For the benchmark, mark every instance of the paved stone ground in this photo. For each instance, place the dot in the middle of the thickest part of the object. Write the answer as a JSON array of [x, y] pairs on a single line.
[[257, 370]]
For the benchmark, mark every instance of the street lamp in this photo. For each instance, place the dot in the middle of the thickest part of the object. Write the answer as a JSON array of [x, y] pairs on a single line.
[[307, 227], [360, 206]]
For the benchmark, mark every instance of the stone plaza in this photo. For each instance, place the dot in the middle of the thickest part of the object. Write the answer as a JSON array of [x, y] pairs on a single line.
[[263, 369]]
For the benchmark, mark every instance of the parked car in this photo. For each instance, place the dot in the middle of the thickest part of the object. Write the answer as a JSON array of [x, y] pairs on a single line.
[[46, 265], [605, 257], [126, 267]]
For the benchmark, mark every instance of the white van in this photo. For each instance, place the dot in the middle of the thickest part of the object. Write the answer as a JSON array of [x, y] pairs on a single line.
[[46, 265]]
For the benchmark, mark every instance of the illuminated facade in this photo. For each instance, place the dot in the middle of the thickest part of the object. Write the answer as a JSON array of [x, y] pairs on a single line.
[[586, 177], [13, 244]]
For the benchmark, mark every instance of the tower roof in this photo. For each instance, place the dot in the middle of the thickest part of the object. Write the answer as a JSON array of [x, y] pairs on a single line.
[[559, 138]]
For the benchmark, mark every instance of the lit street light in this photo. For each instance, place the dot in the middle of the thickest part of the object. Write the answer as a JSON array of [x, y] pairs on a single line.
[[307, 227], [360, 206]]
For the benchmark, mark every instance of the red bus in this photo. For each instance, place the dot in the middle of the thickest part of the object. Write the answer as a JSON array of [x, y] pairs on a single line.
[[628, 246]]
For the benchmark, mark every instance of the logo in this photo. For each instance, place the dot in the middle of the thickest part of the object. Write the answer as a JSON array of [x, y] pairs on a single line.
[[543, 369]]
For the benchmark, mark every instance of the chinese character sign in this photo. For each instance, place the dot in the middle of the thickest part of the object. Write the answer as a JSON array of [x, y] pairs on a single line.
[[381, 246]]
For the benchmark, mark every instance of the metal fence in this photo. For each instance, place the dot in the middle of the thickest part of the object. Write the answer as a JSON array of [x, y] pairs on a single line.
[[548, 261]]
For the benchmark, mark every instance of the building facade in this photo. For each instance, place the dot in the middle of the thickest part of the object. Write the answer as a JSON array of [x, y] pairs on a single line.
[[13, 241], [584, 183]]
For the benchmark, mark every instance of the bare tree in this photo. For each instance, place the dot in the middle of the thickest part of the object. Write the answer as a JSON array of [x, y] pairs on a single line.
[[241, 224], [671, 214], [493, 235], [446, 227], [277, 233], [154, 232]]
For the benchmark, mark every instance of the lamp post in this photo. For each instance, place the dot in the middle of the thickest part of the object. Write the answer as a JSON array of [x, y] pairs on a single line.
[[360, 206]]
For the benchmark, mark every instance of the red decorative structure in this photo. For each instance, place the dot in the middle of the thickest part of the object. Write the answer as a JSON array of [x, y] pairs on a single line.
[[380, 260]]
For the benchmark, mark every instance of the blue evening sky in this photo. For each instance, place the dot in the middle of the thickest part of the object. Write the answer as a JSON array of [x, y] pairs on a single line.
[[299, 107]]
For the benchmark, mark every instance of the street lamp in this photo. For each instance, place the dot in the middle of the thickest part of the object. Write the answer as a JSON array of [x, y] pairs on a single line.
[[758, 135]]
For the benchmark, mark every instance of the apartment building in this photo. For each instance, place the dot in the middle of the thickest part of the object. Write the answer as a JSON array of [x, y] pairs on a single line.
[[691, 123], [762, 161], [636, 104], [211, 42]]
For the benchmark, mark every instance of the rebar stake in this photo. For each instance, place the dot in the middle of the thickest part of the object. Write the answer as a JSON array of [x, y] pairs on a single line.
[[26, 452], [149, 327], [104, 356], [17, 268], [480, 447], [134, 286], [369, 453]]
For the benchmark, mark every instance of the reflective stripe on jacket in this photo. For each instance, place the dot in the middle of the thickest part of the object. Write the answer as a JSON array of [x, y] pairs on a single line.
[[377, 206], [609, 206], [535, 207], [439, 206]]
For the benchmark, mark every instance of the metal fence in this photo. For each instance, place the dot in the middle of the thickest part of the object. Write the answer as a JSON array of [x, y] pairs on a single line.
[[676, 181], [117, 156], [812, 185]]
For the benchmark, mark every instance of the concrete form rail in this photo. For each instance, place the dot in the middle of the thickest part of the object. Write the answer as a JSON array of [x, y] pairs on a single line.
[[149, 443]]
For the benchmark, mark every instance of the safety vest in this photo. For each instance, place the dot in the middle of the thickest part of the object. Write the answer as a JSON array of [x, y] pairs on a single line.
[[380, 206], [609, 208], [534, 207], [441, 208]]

------------------------

• _Task to carry out_
Can you return all of the material above word for word, keeping every line unchanged?

• _Exercise result_
For the benchmark, mark every instance of the paved stone ground in this photo. For each instance, place the dot in the middle of the thickest part of the object. Write the answer as a JSON array of [x, y] pairs on a single line.
[[257, 370]]
For the benchmark, mark every instance of the street lamp in this photo. For each instance, place the dot in the middle of the thickest part of the object. Write the answer as a JSON array of [x, y] pairs on a single line.
[[307, 227], [360, 206]]
For the benchmark, mark every instance of the stone plaza in this photo. For each instance, place the dot in the middle of the thickest part of the object. Write the answer as a JSON array of [x, y] pairs on a single line.
[[263, 369]]
For the benchmark, mark every instance of the parked car in this photo. For each instance, place the dot in the middle of the thickest part of the object. Write the answer as a JSON array of [x, y] pairs on a single line.
[[46, 265], [605, 257], [126, 267]]
For the benchmark, mark every instance of the white van in this photo. For each instance, place the dot in the middle of the thickest part of the object. Write the answer as a JSON array of [x, y] pairs on a single line.
[[46, 265]]
For the benchmark, mark every instance of the illuminated facade in this photo. For each instance, place the dot in the middle of the thickest part of the object. Write the answer as a JSON array of [x, y] pairs on a single line.
[[586, 177], [13, 244]]
For the benchmark, mark every instance of the tower roof in this photo. For each instance, place the dot in the middle of the thickest part of the object. Write the answer as a JSON array of [x, y] pairs on a single line.
[[559, 138]]
For the benchmark, mark every instance of the lit street light in this photo. For each instance, place the dot in the middle of the thickest part of the object. Write the answer as a JSON array of [x, y] pairs on a single line.
[[307, 227], [360, 206]]
For the benchmark, mark every instance of the red bus in this photo. For each instance, place the dot in the middle of the thickest part of the object. Write the answer as a JSON array of [x, y] pairs on a single line.
[[628, 246]]
For the benchmark, mark every instance of the logo in this photo. For each instance, place the dot in the middle of the thickest part of the object. Write the answer as a JSON array of [x, y] pairs on a single line.
[[543, 369]]
For the benchmark, mark every instance of the chinese character sign in this photo. For each instance, place the dot in the middle of the thickest part of the object. Write the answer as a JSON array of [x, y] pairs on a single line.
[[381, 246]]
For the benchmark, mark every instance of the metal fence in this photo. For each instance, place the dot in the middle of the thickest part of the object. Write the answer as a JSON array of [x, y] pairs on a single line.
[[548, 261]]
For the benchmark, mark every instance of the building facade in this photo. For each instance, place the dot in the middle of the thickest part of the object. Write the answer as a JSON array of [x, y] pairs on a single line.
[[13, 241], [584, 183]]
For the benchmark, mark every instance of the bare tree in this photo. For each instance, place the dot in the middle of the thickest part of the object. Write the answer as a JSON array of [x, y] pairs on a single line.
[[241, 224], [671, 214], [493, 235], [446, 227], [277, 233], [154, 232]]
For the benchmark, mark every instance of the lamp post in this photo. For each instance, place the dot in the middle of the thickest part of the object. Write the answer as a JSON array of [x, y] pairs on a single line.
[[360, 206]]
For the benchmark, mark every instance of the red decorative structure in this photo. For each instance, place the dot in the middle of the thickest part of the object. Write the answer as a JSON array of [x, y] pairs on a single line.
[[380, 260]]
For the benchmark, mark every instance of the blue evening sky in this photo. For each instance, place the dot in the middle of the thickest part of the object. Write the answer as a JSON array of [x, y] pairs on a single line.
[[299, 107]]
For the benchmark, mark every instance of the street lamp in this photo. For each instance, place the dot in the middle of the thickest part of the object. Write the answer as a JSON array of [x, y] pairs on a single line.
[[758, 135]]
For the benchmark, mark every instance of the apartment building in this photo. For each instance, place the dot in the middle of the thickest part of the object. Write the answer as a JSON array of [x, y] pairs on a single line.
[[691, 123], [762, 161], [636, 104], [211, 42]]
For the benchmark, mark every instance of the rebar stake in this photo. For each instance, place the dot in the middle of the thickest part of the object. Write the answer as a JSON array of [x, y] pairs on a single line.
[[26, 452], [149, 327], [104, 356], [17, 268], [480, 447], [134, 286], [369, 453]]
For the benchmark, mark every instance of the reflective stripe on jacket in this photo. For each instance, place the dot in the middle of the thickest part of the object. Write the answer as a JSON array of [x, y] pairs on a single line.
[[377, 206], [609, 206], [535, 207], [439, 206]]
For the benchmark, mark every instance of the metal fence in this photo. For each instance, place the dot in the middle of the thickest part of the object. Write the answer as a JSON array of [x, y] pairs on a single line.
[[676, 181], [117, 156], [812, 185]]
For the benchmark, mark every instance of the concrete form rail in this photo. For each instance, place the dot in the middle of the thickest part of the object. Write the answer as a JSON array of [x, y] pairs on a single line.
[[149, 443]]
For the benchmark, mark every instance of the safety vest in this photo. For each instance, place the dot in the middle of the thickest part of the object. Write the answer as a JSON array of [x, y] pairs on a single line.
[[380, 206], [609, 208], [534, 207], [441, 208]]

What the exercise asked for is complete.